[Un blocco di dati]
• • • • •

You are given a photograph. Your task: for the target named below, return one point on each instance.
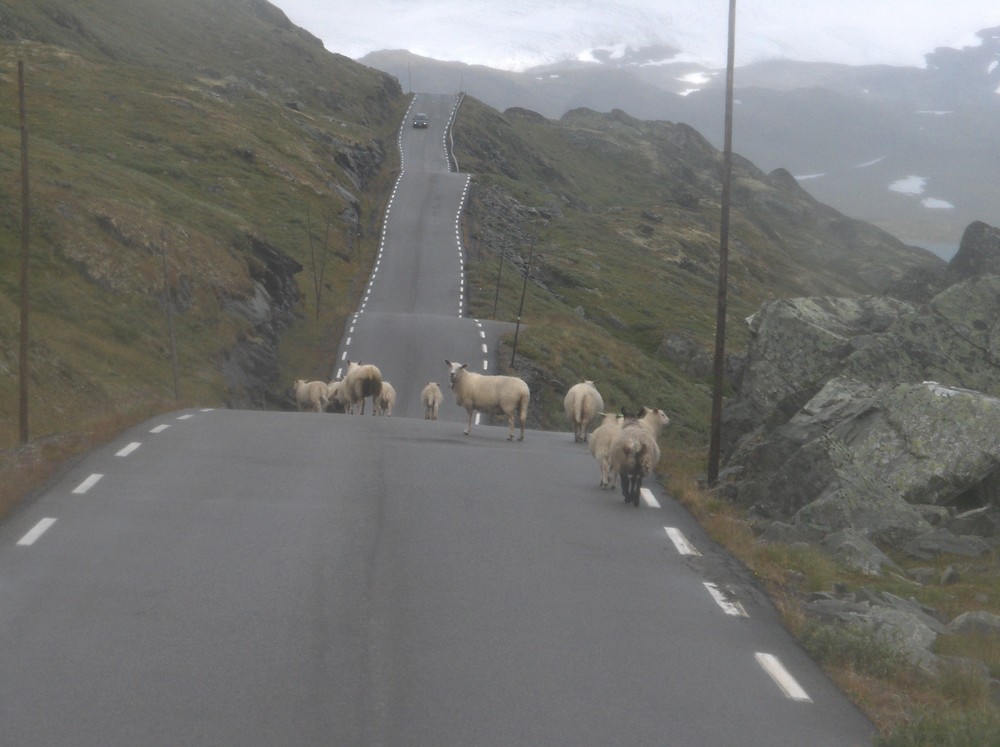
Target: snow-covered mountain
(912, 149)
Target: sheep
(431, 399)
(386, 400)
(334, 404)
(634, 453)
(311, 394)
(496, 394)
(600, 446)
(360, 382)
(582, 404)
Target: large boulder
(876, 414)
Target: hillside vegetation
(217, 155)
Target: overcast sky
(516, 34)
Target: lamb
(495, 394)
(582, 404)
(386, 400)
(600, 446)
(431, 399)
(311, 394)
(360, 382)
(634, 453)
(334, 403)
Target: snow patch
(911, 185)
(935, 204)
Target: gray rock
(849, 548)
(875, 414)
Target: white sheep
(600, 446)
(508, 395)
(386, 400)
(311, 394)
(634, 453)
(582, 404)
(431, 398)
(360, 382)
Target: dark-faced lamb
(634, 453)
(431, 398)
(582, 404)
(386, 400)
(311, 395)
(507, 395)
(360, 382)
(600, 446)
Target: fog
(519, 34)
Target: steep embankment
(212, 149)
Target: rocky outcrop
(251, 366)
(876, 417)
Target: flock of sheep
(624, 445)
(362, 381)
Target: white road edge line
(647, 496)
(792, 689)
(734, 609)
(680, 542)
(37, 531)
(87, 484)
(129, 449)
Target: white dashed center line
(680, 542)
(37, 531)
(735, 609)
(129, 449)
(647, 496)
(87, 484)
(781, 677)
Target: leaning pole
(714, 448)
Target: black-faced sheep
(431, 398)
(582, 404)
(334, 403)
(360, 382)
(386, 400)
(600, 446)
(508, 395)
(311, 395)
(634, 453)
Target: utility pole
(25, 233)
(715, 441)
(524, 290)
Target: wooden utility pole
(520, 309)
(25, 233)
(715, 442)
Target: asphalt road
(218, 577)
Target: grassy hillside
(623, 217)
(209, 139)
(212, 153)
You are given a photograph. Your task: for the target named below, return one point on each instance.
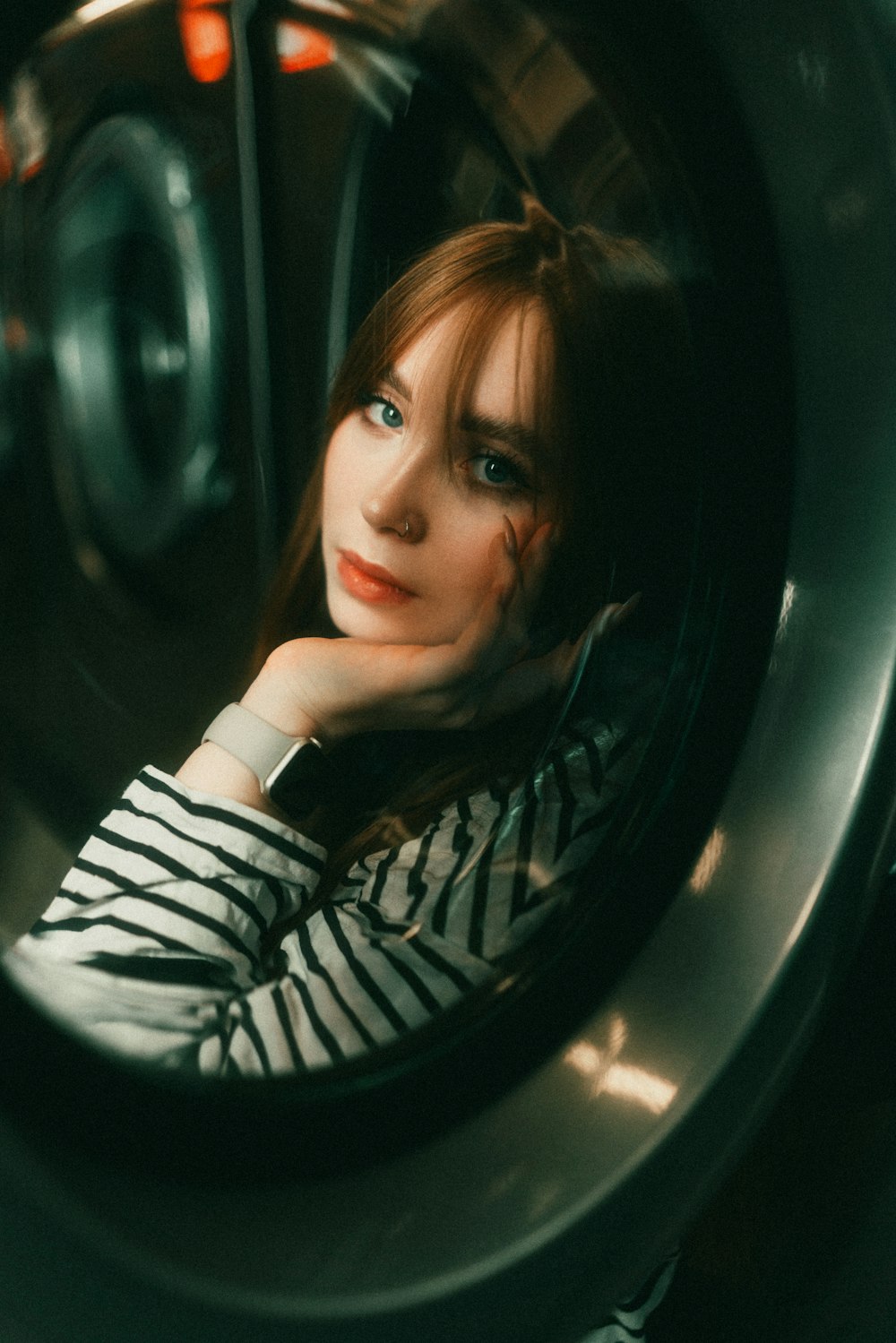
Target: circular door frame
(508, 1213)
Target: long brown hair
(616, 366)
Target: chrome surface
(560, 1194)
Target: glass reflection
(455, 684)
(422, 764)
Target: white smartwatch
(292, 771)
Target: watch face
(300, 782)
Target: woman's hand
(336, 688)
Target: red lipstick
(370, 581)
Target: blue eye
(498, 470)
(382, 412)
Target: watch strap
(250, 739)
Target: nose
(401, 498)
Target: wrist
(266, 699)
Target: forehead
(493, 363)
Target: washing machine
(201, 201)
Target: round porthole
(511, 1176)
(136, 331)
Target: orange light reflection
(204, 35)
(300, 47)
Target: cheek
(338, 477)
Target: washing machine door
(519, 1167)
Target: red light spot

• • • • •

_Compito_: Riporta sotto forma di elenco numerato le righe delle voci qui sopra, dalla riga che contiene "Target: fog" alla riga che contiene "(560, 1194)", entrambe incluse, omettendo le righe vuote. Lascia fuori dalla risposta le immagini.

_Risposta_:
1. Target: fog
2. (519, 34)
3. Target: steep embankment
4. (212, 149)
5. Target: rocky outcrop
6. (251, 366)
7. (876, 417)
8. Target: flock of sheep
9. (624, 445)
10. (362, 381)
11. Target: white road edge line
12. (647, 496)
13. (792, 689)
14. (734, 609)
15. (680, 542)
16. (37, 531)
17. (87, 484)
18. (129, 449)
19. Target: white dashed center line
20. (680, 542)
21. (37, 531)
22. (735, 609)
23. (129, 449)
24. (647, 496)
25. (87, 484)
26. (781, 677)
27. Target: leaning pole
28. (714, 448)
29. Target: black-faced sheep
30. (431, 398)
31. (582, 404)
32. (334, 403)
33. (360, 382)
34. (386, 400)
35. (600, 446)
36. (508, 395)
37. (311, 395)
38. (634, 453)
39. Target: utility pole
40. (25, 233)
41. (715, 441)
42. (524, 290)
43. Target: wooden utility pole
44. (520, 309)
45. (25, 233)
46. (715, 442)
47. Target: asphalt road
48. (218, 577)
49. Target: grassy hillside
50. (623, 217)
51. (209, 139)
52. (212, 153)
53. You are given a photograph. Your task: for the target named below, return one point on each instance.
54. Target: circular door frame
55. (508, 1213)
56. Target: long brown hair
57. (616, 366)
58. Target: chrome surface
59. (560, 1194)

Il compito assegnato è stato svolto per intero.